§ **WHAT TO PRODUCE**
Write out exactly, please, the lines from the one containing "Target: woman's fingers" to the end of the material.
DATASET Block Start
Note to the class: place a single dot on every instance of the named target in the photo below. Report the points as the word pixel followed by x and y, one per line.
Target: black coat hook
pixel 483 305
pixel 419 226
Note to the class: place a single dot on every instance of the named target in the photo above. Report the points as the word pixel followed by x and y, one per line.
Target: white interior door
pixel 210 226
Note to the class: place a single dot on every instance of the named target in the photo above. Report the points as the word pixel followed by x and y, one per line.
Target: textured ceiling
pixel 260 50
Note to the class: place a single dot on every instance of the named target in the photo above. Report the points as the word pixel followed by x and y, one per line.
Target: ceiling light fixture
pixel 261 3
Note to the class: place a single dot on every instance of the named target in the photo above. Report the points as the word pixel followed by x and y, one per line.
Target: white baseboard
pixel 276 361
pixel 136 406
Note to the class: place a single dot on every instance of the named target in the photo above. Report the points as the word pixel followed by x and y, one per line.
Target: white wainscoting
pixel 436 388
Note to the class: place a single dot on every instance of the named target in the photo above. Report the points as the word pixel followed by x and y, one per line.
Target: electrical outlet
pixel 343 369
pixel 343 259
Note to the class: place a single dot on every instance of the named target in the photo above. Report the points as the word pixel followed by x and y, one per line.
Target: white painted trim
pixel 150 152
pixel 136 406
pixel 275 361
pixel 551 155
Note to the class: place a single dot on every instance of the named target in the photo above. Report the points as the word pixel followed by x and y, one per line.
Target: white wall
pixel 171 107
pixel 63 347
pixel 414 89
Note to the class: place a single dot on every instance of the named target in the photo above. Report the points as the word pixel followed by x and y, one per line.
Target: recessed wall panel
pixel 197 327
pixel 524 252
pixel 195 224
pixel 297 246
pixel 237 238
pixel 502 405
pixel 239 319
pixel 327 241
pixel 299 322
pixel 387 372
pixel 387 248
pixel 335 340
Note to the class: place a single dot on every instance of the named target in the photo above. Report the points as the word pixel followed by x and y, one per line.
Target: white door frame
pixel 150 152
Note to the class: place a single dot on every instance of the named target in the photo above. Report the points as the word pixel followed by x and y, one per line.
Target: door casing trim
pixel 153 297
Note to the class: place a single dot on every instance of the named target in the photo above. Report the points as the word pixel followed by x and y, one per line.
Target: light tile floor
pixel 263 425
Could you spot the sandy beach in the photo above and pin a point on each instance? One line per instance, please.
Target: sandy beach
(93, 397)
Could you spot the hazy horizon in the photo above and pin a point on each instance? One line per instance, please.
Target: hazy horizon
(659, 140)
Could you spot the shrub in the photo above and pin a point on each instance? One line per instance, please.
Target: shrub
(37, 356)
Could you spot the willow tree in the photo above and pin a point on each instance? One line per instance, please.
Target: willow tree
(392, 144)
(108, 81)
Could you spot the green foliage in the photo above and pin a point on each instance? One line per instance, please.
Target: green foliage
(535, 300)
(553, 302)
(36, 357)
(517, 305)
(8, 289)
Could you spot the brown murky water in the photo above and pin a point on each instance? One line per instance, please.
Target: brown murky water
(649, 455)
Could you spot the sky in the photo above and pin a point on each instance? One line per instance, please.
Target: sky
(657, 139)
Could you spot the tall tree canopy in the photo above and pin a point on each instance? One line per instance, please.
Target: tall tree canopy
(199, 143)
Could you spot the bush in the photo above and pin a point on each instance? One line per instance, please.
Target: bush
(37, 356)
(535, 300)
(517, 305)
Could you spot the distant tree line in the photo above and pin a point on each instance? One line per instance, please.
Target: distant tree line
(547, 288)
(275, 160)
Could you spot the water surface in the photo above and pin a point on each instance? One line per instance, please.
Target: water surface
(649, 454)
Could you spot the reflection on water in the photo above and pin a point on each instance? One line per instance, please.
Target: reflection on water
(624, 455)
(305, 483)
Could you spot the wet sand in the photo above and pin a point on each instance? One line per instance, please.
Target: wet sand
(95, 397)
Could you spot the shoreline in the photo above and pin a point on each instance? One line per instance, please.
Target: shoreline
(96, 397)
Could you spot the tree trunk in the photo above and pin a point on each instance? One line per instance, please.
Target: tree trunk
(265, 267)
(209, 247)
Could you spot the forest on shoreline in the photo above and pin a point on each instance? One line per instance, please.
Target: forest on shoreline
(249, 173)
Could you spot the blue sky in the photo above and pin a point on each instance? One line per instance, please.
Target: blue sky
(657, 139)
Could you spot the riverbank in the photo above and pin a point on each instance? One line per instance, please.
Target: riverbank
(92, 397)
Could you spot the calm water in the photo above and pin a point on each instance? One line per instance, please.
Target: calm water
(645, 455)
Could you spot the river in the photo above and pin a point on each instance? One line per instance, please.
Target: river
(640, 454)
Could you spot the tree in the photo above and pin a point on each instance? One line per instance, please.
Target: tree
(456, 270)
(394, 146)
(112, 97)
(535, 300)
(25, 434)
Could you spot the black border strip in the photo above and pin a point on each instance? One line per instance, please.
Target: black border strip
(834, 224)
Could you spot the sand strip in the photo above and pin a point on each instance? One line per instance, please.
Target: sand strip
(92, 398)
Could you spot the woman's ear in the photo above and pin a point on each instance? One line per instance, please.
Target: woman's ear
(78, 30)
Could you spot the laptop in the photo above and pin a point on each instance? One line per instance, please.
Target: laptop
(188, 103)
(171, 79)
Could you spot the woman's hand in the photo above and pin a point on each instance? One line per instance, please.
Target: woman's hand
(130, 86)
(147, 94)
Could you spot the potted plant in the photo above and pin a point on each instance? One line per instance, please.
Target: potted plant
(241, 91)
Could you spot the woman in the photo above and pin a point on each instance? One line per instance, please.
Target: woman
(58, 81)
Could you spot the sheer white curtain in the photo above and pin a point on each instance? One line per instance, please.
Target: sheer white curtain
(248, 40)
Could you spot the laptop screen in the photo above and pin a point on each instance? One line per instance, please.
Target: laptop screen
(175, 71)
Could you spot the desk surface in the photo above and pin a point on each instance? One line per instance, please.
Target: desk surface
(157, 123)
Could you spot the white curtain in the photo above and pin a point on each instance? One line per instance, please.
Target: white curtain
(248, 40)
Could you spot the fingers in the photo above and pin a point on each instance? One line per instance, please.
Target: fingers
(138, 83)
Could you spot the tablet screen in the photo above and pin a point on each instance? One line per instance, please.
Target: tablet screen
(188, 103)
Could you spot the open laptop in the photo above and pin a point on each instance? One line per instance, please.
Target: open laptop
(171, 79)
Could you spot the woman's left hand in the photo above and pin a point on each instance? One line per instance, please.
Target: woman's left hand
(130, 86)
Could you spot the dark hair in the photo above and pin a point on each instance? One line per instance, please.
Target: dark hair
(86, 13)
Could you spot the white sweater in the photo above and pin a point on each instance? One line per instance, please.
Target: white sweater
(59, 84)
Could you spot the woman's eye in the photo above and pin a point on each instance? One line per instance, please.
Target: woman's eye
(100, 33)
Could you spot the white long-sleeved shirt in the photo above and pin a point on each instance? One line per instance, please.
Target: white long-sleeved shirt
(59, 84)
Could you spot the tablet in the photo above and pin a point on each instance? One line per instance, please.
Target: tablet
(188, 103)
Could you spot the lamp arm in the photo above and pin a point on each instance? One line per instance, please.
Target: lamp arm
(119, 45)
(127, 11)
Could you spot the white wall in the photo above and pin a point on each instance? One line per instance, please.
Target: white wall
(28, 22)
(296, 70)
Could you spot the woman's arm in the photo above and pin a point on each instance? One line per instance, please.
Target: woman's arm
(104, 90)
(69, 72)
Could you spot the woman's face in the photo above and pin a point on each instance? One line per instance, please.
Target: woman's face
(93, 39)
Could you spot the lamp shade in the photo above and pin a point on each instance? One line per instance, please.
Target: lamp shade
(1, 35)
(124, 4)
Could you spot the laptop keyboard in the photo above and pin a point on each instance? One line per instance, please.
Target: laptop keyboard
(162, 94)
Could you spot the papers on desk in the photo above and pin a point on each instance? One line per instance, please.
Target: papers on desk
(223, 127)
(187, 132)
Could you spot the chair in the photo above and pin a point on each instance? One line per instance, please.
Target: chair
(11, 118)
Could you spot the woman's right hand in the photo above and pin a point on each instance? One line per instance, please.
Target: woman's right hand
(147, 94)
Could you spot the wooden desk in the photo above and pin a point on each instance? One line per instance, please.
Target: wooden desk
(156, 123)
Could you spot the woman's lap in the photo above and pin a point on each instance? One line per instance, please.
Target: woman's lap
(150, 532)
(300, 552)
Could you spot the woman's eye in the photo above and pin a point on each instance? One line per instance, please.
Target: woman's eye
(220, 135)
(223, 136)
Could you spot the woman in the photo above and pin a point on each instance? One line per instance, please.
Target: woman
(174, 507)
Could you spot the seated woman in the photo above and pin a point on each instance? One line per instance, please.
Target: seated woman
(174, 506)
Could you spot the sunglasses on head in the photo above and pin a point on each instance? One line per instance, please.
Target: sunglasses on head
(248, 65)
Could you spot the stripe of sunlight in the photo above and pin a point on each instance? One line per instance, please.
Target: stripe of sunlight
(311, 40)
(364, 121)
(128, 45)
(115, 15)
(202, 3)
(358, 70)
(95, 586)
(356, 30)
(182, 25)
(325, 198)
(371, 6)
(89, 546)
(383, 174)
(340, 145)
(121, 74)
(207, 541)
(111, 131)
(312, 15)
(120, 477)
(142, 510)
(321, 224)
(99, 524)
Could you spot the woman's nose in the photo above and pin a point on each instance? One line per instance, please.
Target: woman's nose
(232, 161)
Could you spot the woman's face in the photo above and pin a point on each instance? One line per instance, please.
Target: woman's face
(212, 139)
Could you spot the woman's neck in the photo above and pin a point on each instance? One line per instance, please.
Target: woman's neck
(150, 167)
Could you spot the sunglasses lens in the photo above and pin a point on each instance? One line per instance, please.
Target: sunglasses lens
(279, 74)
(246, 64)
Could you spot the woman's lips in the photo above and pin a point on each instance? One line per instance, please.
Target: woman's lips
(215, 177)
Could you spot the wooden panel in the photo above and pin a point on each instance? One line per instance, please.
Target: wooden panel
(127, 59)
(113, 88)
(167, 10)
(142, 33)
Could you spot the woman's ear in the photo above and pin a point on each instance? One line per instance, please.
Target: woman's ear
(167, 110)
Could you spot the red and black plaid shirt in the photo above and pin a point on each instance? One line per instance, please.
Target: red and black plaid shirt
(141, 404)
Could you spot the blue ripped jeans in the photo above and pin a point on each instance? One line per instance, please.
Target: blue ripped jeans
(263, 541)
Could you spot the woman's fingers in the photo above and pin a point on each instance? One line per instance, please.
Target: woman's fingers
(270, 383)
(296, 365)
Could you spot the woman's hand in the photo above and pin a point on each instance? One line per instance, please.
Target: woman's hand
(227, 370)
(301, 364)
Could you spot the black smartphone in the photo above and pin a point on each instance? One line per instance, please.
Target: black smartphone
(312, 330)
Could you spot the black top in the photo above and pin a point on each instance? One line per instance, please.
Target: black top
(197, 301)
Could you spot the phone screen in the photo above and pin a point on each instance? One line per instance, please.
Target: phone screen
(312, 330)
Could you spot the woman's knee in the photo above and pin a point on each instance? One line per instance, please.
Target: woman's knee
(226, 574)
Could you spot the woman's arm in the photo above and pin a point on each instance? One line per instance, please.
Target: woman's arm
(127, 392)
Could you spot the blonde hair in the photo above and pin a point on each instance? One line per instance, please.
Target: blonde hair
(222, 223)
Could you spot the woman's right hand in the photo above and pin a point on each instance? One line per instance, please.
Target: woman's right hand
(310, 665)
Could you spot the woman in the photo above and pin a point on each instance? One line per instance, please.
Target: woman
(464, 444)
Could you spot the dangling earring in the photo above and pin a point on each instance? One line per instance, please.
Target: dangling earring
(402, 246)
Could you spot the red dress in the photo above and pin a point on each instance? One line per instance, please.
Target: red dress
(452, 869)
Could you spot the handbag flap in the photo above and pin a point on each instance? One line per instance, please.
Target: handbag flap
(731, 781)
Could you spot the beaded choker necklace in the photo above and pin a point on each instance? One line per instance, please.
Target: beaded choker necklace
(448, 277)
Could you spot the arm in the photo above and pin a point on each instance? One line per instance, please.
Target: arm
DATASET Block End
§ **RESULT OF THE TASK**
Target: woman's fingers
(270, 383)
(296, 365)
Could you spot the woman's hand in the photo above and pin a point on each instance? One line per instance, please.
Target: woman's hand
(227, 370)
(301, 364)
Could you spot the black smartphone in the photo above and pin a point on each instance? One line per instance, please.
Target: black smartphone
(312, 330)
Could you spot the black top in the photo above and pin a point on each instance? One line per instance, please.
Target: black top
(197, 301)
Could you spot the phone screen in the photo above and pin a point on each instance? One line per instance, please.
Target: phone screen
(312, 330)
Could you spot the woman's knee in the photo above and pin a point on each instance? One line per instance, please.
Target: woman's knee
(226, 574)
Could you spot the woman's arm in the photo above and pin a point on each instance? One line per instance, please.
Target: woman's arm
(127, 392)
Could you spot the blonde hair in the photo above and pin a point on each instance? One line per instance, please.
Target: blonde hair
(222, 223)
Could you spot the woman's right hand in the photo above and pin a point on each instance? One line per instance, please.
Target: woman's right hand
(310, 665)
Could you spot the woman in the photo above and pin a point on each instance? One line per instance, please.
Target: woman
(464, 444)
Could you spot the dangling earring in the photo above and pin a point on each instance? One line per instance, please.
Target: dangling earring
(402, 246)
Could you spot the red dress in the photo above and pin a point on each instance? One line per instance, please.
Target: red dress
(452, 869)
Could you spot the handbag flap in the photo above and pin a point on each instance? One line per instance, please.
Target: handbag flap
(731, 781)
Could you spot the beaded choker necklace in the photo above and pin a point on each instance? One line per instance, please.
Target: beaded choker necklace
(448, 277)
Could you spot the arm in the photo above and pin a point on each instance? One line per instance, please.
Target: arm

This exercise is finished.